## YOUR GOAL:
Repeat exactly the lines from the line containing "Put a point on every instance of the red feeder" to the last line of the listing, including both.

## PROVIDED MATERIAL:

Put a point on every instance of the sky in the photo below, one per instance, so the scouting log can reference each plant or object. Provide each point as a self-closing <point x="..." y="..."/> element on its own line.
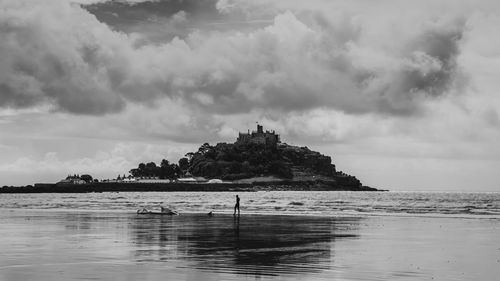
<point x="401" y="94"/>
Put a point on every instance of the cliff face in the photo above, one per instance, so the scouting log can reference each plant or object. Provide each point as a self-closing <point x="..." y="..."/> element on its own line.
<point x="243" y="161"/>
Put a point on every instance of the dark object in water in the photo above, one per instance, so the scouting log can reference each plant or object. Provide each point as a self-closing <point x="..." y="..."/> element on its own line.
<point x="164" y="211"/>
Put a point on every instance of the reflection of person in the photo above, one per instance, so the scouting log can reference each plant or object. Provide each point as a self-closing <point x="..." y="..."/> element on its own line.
<point x="237" y="206"/>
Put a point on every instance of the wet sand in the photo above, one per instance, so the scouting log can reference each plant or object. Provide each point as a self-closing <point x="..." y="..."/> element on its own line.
<point x="62" y="245"/>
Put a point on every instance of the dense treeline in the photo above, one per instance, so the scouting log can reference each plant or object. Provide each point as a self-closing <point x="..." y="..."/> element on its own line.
<point x="238" y="161"/>
<point x="166" y="170"/>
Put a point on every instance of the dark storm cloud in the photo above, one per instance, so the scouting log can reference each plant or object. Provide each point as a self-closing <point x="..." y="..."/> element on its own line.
<point x="430" y="70"/>
<point x="62" y="55"/>
<point x="160" y="21"/>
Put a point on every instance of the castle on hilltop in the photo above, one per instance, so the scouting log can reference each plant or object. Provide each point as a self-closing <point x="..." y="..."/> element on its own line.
<point x="259" y="137"/>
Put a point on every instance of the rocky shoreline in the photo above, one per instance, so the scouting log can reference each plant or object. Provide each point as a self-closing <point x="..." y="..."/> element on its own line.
<point x="185" y="187"/>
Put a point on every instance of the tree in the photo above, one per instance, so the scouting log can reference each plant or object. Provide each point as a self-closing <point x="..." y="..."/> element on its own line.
<point x="184" y="164"/>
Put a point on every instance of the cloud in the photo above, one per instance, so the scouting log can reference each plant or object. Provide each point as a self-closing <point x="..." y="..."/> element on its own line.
<point x="60" y="54"/>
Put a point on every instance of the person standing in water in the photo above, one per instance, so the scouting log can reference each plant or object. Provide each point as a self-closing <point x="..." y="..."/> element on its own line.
<point x="237" y="206"/>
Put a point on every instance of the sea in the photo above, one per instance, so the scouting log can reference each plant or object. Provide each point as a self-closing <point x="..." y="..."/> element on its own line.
<point x="310" y="203"/>
<point x="281" y="235"/>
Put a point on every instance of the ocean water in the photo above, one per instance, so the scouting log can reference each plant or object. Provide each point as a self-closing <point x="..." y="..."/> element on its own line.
<point x="308" y="236"/>
<point x="315" y="203"/>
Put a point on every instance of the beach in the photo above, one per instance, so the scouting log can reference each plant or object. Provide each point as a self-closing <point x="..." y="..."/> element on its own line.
<point x="103" y="245"/>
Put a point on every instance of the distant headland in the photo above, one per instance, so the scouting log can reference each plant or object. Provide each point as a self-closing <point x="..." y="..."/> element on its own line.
<point x="257" y="160"/>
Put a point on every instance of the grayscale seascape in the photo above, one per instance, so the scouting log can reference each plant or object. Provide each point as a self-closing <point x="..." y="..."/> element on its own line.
<point x="312" y="236"/>
<point x="158" y="140"/>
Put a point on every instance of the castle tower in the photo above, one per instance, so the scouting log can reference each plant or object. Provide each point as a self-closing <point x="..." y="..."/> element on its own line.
<point x="260" y="129"/>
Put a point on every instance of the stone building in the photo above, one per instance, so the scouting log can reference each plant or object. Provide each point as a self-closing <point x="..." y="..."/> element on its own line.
<point x="259" y="136"/>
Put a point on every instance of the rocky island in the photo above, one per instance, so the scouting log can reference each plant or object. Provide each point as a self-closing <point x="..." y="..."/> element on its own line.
<point x="257" y="160"/>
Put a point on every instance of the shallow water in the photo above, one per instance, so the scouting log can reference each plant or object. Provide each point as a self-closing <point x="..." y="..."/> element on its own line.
<point x="473" y="205"/>
<point x="95" y="245"/>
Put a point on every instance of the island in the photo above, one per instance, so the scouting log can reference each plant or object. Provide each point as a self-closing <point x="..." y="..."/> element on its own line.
<point x="257" y="160"/>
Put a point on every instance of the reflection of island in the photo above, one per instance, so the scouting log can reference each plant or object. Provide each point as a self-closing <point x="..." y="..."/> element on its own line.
<point x="260" y="245"/>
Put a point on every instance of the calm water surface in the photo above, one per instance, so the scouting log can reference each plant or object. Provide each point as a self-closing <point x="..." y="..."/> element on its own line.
<point x="301" y="203"/>
<point x="344" y="236"/>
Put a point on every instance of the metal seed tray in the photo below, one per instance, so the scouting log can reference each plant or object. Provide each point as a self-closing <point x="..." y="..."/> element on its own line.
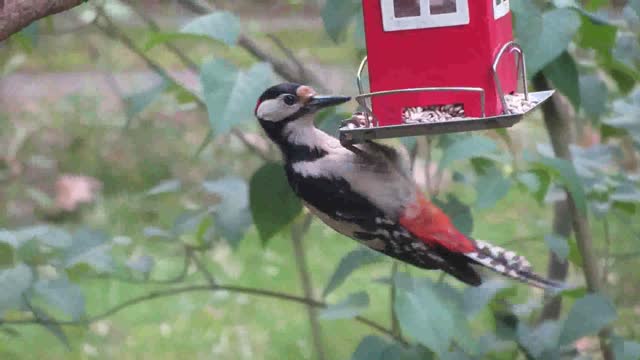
<point x="359" y="135"/>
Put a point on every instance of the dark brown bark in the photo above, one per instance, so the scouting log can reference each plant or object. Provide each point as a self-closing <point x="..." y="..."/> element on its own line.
<point x="559" y="113"/>
<point x="15" y="15"/>
<point x="558" y="129"/>
<point x="557" y="269"/>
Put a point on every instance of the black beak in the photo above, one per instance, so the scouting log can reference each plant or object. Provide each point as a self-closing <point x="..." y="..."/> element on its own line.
<point x="319" y="102"/>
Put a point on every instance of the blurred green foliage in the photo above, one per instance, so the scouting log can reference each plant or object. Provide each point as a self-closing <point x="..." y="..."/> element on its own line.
<point x="162" y="211"/>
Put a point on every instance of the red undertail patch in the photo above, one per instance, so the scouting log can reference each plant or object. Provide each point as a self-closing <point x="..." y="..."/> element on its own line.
<point x="431" y="225"/>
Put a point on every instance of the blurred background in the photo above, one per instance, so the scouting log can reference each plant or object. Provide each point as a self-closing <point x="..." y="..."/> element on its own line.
<point x="143" y="214"/>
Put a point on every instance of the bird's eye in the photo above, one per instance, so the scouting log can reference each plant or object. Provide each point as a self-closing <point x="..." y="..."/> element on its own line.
<point x="289" y="100"/>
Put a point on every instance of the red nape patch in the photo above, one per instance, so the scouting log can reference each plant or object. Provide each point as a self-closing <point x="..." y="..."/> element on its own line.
<point x="431" y="225"/>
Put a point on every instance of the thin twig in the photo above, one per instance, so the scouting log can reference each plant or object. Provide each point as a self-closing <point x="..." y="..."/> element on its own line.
<point x="395" y="324"/>
<point x="557" y="128"/>
<point x="607" y="251"/>
<point x="429" y="161"/>
<point x="298" y="231"/>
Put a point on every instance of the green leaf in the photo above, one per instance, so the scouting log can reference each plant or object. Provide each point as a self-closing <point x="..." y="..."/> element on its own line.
<point x="635" y="5"/>
<point x="370" y="348"/>
<point x="32" y="253"/>
<point x="167" y="186"/>
<point x="14" y="282"/>
<point x="587" y="316"/>
<point x="624" y="349"/>
<point x="563" y="73"/>
<point x="377" y="348"/>
<point x="540" y="341"/>
<point x="467" y="148"/>
<point x="337" y="15"/>
<point x="273" y="203"/>
<point x="594" y="93"/>
<point x="543" y="36"/>
<point x="152" y="231"/>
<point x="491" y="187"/>
<point x="597" y="34"/>
<point x="63" y="295"/>
<point x="91" y="248"/>
<point x="187" y="222"/>
<point x="141" y="263"/>
<point x="431" y="315"/>
<point x="558" y="244"/>
<point x="351" y="307"/>
<point x="7" y="255"/>
<point x="625" y="76"/>
<point x="569" y="178"/>
<point x="49" y="324"/>
<point x="352" y="261"/>
<point x="459" y="213"/>
<point x="477" y="298"/>
<point x="157" y="38"/>
<point x="537" y="182"/>
<point x="231" y="94"/>
<point x="137" y="102"/>
<point x="232" y="215"/>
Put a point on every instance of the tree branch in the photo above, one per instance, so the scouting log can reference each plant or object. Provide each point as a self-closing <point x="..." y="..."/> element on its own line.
<point x="298" y="231"/>
<point x="557" y="127"/>
<point x="15" y="15"/>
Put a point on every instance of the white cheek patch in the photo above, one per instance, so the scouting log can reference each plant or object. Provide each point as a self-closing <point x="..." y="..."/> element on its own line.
<point x="275" y="110"/>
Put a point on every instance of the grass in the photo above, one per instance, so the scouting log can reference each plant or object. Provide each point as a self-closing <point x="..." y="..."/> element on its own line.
<point x="90" y="50"/>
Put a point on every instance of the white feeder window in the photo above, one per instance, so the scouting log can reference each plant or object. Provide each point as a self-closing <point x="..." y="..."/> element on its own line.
<point x="500" y="8"/>
<point x="422" y="14"/>
<point x="406" y="8"/>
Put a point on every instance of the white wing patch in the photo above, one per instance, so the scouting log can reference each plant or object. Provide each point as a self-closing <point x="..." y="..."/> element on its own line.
<point x="380" y="181"/>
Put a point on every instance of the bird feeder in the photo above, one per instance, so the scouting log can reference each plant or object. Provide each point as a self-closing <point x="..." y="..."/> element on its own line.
<point x="439" y="66"/>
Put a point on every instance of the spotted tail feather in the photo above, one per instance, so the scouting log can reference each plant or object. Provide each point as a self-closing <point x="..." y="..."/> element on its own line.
<point x="511" y="265"/>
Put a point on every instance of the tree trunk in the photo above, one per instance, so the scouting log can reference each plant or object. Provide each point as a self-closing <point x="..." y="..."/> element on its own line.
<point x="558" y="128"/>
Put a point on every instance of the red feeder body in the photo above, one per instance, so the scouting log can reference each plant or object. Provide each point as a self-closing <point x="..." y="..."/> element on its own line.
<point x="437" y="43"/>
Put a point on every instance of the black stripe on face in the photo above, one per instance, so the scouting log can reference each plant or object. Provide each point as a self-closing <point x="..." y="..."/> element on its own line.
<point x="292" y="152"/>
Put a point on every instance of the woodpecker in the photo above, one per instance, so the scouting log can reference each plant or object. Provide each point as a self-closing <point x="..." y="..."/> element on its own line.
<point x="367" y="193"/>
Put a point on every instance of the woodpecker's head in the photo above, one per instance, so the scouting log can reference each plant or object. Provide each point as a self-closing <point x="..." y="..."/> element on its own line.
<point x="285" y="104"/>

## ANSWER TO THIS PROBLEM:
Put a point on every instance of the red feeder body in the photo above, one per instance, so the scouting log can reference each plant or object. Provide each point as a self-closing <point x="..." y="..."/> element on its own line.
<point x="437" y="43"/>
Put a point on every instance of the black stripe on face in the photo above, one per instance, so the scouting log can reference each plant or object. Provide each point as a self-closing <point x="..." y="..."/> element on its own line.
<point x="292" y="152"/>
Put a point on every instance of the woodpecker in the photo above, one per instance, so the scouting log can reference each plant or object. Provide each point as a self-closing <point x="..." y="..."/> element on its own line.
<point x="367" y="193"/>
Put a point on every instance of the woodpecker's head in the photo above, one per instance, so the scouting log can reference each plant or object. Provide each point as a self-closing <point x="..." y="..."/> element on its own line.
<point x="285" y="104"/>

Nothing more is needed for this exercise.